▶ _What needs to be done_
Report back every line of the entries that contains "below", exactly as written.

··· Data records ···

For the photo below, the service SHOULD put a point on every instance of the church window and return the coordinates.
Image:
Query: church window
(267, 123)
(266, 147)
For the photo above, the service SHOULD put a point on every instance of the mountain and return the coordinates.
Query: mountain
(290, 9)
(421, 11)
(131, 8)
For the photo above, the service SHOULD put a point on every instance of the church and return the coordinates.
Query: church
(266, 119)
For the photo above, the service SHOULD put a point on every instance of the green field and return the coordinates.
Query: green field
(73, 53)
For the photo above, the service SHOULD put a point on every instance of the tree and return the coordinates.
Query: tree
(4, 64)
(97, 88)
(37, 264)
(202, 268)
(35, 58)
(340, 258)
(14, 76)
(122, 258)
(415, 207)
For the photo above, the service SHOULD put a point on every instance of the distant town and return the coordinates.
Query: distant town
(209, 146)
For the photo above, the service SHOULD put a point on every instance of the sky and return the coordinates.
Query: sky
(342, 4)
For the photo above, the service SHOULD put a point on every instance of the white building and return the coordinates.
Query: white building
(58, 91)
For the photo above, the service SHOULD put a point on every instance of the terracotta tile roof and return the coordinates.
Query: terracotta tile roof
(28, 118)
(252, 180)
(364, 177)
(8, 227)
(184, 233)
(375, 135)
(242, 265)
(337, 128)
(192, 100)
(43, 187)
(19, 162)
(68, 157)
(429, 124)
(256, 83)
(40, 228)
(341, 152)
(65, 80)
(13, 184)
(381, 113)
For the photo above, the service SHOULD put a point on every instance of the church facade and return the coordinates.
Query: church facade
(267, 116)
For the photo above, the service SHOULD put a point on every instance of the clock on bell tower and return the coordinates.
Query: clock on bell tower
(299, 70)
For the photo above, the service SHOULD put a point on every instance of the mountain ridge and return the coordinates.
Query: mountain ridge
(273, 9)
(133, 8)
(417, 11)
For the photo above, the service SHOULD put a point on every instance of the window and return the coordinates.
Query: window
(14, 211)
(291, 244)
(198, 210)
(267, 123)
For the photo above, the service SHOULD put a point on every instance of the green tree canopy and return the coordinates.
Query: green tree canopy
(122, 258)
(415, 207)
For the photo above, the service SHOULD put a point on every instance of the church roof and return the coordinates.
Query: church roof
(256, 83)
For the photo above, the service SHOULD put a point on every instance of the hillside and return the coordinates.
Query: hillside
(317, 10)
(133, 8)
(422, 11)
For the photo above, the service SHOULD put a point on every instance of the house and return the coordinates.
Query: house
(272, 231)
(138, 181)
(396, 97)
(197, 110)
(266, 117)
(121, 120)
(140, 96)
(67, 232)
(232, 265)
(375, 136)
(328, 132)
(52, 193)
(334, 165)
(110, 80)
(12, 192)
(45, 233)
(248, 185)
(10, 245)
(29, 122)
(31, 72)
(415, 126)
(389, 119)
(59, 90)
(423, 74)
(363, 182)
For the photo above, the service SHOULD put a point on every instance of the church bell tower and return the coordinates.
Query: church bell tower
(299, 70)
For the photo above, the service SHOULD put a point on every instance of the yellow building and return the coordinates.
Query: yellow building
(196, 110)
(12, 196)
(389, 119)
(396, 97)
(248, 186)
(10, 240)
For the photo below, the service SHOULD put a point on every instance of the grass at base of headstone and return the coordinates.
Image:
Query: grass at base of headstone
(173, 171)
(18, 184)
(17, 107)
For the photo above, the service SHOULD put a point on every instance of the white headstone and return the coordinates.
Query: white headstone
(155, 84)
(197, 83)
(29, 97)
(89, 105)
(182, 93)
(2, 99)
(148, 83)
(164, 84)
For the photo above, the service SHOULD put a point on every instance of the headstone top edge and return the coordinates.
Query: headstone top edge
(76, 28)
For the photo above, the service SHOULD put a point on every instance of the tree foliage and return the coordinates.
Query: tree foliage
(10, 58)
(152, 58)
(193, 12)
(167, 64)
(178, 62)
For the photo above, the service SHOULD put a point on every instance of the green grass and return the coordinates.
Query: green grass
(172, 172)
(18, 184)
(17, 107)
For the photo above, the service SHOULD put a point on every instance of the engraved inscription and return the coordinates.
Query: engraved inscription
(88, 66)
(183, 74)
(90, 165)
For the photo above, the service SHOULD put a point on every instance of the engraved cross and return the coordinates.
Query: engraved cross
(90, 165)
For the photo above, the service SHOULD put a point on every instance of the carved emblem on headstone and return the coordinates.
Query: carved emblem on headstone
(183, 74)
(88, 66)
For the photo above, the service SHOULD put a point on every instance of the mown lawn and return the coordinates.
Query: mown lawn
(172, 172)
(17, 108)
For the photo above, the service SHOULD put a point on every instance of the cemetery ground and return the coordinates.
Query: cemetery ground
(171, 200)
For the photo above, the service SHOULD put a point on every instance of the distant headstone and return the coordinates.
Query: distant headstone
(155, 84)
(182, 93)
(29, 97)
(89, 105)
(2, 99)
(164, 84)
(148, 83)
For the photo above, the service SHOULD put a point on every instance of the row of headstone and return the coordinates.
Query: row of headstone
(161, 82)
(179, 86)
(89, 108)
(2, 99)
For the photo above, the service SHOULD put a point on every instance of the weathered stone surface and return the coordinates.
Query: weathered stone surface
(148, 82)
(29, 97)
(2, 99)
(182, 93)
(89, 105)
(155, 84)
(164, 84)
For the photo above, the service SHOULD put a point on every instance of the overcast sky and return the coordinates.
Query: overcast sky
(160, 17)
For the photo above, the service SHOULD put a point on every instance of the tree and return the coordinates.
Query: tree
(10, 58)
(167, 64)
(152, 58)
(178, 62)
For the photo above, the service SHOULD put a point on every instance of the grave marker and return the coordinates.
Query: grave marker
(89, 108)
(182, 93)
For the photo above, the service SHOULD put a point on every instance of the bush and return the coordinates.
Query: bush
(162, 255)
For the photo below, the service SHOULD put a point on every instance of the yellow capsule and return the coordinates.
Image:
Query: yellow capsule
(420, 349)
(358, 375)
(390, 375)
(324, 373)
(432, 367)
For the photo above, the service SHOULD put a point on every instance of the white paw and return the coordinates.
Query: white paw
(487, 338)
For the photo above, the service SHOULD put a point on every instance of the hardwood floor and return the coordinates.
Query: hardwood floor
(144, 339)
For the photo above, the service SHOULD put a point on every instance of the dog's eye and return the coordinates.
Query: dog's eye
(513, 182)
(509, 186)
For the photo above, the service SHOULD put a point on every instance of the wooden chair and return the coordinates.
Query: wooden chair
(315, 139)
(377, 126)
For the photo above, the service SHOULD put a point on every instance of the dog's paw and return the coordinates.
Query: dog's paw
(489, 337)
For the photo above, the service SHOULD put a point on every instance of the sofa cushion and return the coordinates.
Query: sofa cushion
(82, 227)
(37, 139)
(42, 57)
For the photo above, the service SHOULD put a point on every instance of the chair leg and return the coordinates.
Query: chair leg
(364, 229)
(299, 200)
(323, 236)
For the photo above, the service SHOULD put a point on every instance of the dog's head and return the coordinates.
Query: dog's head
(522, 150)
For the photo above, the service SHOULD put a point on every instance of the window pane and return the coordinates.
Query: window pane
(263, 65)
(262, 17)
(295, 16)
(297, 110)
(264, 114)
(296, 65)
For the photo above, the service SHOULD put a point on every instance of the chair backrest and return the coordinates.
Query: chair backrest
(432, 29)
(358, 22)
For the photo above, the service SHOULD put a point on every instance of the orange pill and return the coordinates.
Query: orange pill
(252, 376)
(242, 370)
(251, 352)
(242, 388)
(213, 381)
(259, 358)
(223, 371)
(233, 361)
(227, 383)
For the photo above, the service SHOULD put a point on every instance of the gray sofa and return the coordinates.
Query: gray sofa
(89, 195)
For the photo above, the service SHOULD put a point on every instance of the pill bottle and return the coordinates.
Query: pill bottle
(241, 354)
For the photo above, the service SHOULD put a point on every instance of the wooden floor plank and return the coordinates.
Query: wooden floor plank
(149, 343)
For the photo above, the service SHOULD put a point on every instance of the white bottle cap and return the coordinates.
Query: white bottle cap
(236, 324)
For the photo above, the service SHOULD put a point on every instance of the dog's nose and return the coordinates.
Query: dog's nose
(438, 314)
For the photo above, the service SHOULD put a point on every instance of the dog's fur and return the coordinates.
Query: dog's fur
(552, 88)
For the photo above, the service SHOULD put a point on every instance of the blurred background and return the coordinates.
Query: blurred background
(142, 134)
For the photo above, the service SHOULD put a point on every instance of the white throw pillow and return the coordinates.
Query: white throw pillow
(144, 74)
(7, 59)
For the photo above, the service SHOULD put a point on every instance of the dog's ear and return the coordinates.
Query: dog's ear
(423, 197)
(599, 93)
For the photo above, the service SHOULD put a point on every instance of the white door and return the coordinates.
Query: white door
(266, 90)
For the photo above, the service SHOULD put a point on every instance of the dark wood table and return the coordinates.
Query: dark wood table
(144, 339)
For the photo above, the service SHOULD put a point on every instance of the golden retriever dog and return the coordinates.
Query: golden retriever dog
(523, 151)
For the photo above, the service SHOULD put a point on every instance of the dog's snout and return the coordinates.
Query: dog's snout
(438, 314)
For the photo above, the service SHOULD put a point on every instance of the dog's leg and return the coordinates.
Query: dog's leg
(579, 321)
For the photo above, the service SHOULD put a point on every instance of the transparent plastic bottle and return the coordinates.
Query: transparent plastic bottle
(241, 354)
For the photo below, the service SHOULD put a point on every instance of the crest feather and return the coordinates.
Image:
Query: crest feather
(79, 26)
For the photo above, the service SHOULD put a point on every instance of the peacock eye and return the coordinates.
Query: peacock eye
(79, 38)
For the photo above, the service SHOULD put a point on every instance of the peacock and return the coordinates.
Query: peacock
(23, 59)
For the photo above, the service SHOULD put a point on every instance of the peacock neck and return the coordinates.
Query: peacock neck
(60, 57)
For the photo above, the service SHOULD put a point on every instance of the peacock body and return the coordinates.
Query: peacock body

···

▶ _Result for this task_
For the photo below, the service SHOULD put a point on every instance of the church window and return the coordinates.
For the photo below, the service SHOULD put a point on every instance of the grass at base of headstone and return the coordinates.
For the photo below, the service SHOULD put a point on every instance of the yellow capsule and return the coordinates.
For the photo below, the service SHOULD put a point on every instance of the crest feather and return the coordinates.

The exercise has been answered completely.